▶ Set exercise 1
Do the following statements agree with the passage on parenthood and gender? Answer yes or no for each, quoting the deciding words of the passage: (a) In 2010, women did 71% of the domestic work. (b) Parental work as measured in the study includes the time spent mentally managing daily life. (c) A mother may be perceived by her company as more often absent.
▶ Set exercise 2
What activities make up domestic work in the study for Economie et Statistique, according to the passage on parenthood and gender? List every one.

▶ Supplied passage
□ □ □
Why do these differences exist between men and women?

  • Parenthood entails both responsibilities and constraints.
  • These two elements tend to have a different impact on the employment of mothers and fathers: 
    • For the father, his professional network will view him as assuming responsibility: he may then be seen as a person who can be given more responsibility in his work, which will have a positive impact on his career. Some researchers speak of a « fatherhood bonus »  (Hodges & Budig, 2010 ; Nautet & Piton, 2021 ; Périvier, 2017). 
    • For the mother, on the other hand, her company will see more of the constraints: she may then be perceived as unreliable, more often absent, and less attached to her career progression as she has to concentrate on something other than her work. This is known as the « motherhood penalty » (Budig & England, 2001 ; Périvier, 2017). 
  • This difference in the perception of parenthood is linked to persistent gender stereotypes, which are defined by the United Nations as "a generalized view or prejudice about the attributes or characteristics that women and men possess or should possess and the roles they play or should play". Gender stereotypes can also be defined as "the belief that certain abilities or personality traits specific to boys [men] on the one hand, and girls [women] on the other, are present from birth" (Le Bohec & Lebon, 2021, p. 14).
  • These stereotypes influence our behaviours and increase the likelihood that women will take care of children and household chores: according to researchers, in 2010, women did 71% of the domestic work (cleaning, cooking, laundry) and 65% of the parental work (Champagne et al., 2015).
  • In this study carried out for the INSEE journal Economie et Statistique, domestic work corresponds to “the sum of time spent on cooking, washing up, cleaning, laundry, shopping and various purchases, administrative tasks, and so-called semi-leisure activities (DIY, gardening, pet care, for example)” (p.212), while parental work corresponds to "activities explicitly declared as being devoted to children; it includes care, homework help, leisure and social activities and transport. The time spent organising the children's time and mentally managing daily life, which cannot be quantified, is not taken into account" (p. 212)

How can we move towards greater equality?

  • In order to achieve greater equality between men and women, we must focus on both the professional sphere (promoting employment and career development for women) and the family sphere (promoting a better balance of family responsibilities within the couple) (Périvier, 2017).
□ □ □
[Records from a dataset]

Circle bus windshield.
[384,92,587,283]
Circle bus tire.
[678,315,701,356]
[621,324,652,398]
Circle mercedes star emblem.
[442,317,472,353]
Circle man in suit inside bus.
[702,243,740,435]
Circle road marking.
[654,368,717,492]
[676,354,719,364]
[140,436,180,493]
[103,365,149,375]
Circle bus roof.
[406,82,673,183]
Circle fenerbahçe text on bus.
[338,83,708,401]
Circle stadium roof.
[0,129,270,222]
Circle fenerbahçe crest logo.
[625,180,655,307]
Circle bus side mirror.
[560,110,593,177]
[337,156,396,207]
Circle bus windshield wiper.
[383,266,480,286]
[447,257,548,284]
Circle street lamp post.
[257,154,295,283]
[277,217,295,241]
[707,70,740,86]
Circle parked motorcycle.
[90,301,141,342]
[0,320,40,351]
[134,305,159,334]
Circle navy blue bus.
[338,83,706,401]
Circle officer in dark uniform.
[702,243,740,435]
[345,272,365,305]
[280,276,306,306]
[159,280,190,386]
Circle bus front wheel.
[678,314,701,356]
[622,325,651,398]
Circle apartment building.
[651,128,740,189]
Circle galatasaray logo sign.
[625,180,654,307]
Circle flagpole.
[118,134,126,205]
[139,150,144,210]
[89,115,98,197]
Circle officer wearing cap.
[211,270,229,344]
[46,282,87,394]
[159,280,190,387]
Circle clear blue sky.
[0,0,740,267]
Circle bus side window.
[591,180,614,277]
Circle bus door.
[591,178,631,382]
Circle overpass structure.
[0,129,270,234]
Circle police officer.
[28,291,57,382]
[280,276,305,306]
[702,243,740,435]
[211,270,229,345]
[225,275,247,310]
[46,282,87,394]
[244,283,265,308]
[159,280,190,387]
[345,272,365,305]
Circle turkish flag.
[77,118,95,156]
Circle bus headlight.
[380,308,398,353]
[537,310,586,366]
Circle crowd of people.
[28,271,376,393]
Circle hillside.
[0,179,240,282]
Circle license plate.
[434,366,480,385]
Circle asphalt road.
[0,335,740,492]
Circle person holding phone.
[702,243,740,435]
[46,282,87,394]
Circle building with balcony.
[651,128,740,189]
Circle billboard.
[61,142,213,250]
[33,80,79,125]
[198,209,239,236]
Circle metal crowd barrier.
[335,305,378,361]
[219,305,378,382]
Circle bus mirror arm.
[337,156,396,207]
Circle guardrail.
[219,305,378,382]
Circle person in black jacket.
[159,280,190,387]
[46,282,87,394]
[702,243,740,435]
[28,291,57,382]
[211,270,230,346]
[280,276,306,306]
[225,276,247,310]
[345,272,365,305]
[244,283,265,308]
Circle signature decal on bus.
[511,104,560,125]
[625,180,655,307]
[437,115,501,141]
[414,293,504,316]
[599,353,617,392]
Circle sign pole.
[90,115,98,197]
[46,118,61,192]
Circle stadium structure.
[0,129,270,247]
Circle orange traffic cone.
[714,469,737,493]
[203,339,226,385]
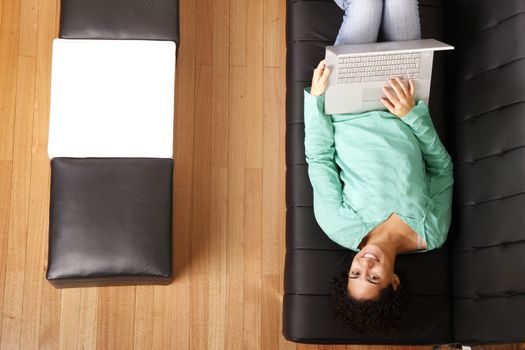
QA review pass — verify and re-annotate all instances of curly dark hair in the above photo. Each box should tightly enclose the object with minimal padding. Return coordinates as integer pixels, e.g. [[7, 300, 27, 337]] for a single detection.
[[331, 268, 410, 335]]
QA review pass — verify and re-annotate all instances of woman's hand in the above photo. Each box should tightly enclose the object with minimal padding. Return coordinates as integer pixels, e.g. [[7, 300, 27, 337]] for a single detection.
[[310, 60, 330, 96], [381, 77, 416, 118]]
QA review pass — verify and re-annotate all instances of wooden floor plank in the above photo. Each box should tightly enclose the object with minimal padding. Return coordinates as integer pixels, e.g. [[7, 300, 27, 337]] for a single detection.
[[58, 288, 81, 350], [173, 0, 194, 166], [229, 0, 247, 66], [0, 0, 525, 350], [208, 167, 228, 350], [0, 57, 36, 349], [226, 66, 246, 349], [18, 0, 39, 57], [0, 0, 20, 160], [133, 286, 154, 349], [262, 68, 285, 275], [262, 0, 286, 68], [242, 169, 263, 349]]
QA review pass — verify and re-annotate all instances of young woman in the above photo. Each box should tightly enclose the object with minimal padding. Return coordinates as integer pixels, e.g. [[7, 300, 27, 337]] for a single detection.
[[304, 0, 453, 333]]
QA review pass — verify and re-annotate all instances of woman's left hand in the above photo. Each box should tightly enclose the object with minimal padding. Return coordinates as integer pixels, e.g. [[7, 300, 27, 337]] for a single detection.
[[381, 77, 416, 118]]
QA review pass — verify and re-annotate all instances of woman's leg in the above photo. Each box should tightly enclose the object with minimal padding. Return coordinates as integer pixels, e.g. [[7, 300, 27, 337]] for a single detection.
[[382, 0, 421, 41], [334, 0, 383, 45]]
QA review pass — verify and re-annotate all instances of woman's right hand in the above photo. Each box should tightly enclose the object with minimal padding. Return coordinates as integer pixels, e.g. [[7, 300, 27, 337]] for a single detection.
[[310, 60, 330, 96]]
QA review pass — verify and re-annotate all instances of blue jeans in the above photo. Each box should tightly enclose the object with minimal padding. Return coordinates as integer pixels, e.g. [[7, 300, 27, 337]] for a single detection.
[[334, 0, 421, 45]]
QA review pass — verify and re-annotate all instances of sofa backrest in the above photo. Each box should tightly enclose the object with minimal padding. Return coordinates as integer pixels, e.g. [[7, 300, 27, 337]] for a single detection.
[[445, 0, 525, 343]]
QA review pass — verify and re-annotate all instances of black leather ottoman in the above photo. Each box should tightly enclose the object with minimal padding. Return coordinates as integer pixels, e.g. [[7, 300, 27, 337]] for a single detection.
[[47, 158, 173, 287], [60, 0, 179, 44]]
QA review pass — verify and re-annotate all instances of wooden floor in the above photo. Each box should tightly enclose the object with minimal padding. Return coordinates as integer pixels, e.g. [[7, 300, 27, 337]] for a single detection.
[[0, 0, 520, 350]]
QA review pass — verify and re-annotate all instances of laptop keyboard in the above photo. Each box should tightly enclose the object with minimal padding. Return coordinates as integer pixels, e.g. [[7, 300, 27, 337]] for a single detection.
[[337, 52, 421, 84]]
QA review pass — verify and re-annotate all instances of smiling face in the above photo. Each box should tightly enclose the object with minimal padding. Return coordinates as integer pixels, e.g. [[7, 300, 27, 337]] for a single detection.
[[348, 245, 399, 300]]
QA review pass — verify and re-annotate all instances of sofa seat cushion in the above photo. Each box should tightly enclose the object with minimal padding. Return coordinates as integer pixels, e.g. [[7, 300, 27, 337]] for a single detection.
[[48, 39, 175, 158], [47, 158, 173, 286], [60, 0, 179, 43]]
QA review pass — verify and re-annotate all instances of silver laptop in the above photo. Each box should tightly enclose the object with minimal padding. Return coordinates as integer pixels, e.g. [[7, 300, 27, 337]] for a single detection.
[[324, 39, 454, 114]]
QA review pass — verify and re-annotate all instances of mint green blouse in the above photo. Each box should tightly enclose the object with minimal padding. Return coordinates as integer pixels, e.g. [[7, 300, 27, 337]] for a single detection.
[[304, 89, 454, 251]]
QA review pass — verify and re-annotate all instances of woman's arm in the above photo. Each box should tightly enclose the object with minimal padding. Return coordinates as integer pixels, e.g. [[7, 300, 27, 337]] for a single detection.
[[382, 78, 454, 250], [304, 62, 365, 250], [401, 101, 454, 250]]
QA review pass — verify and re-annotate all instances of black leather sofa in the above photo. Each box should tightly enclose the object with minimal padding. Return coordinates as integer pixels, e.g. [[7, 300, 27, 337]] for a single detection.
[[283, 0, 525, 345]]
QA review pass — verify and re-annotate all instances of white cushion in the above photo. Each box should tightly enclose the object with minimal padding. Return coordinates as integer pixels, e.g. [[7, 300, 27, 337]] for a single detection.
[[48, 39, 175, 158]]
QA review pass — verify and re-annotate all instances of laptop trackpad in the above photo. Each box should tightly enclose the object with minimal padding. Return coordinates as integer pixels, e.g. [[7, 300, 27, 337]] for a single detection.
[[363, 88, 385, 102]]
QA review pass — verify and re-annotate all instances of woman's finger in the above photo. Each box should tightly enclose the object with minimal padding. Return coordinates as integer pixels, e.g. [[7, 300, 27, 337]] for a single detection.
□ □ □
▶ Exercise response 1
(a) Yes: "in 2010, women did 71% of the domestic work"
(b) No: "The time spent organising the children's time and mentally managing daily life, which cannot be quantified, is not taken into account"
(c) Yes: "she may then be perceived as unreliable, more often absent"

▶ Exercise response 2
- cooking
- washing up
- cleaning
- laundry
- shopping and various purchases
- administrative tasks
- so-called semi-leisure activities (DIY, gardening, pet care, for example)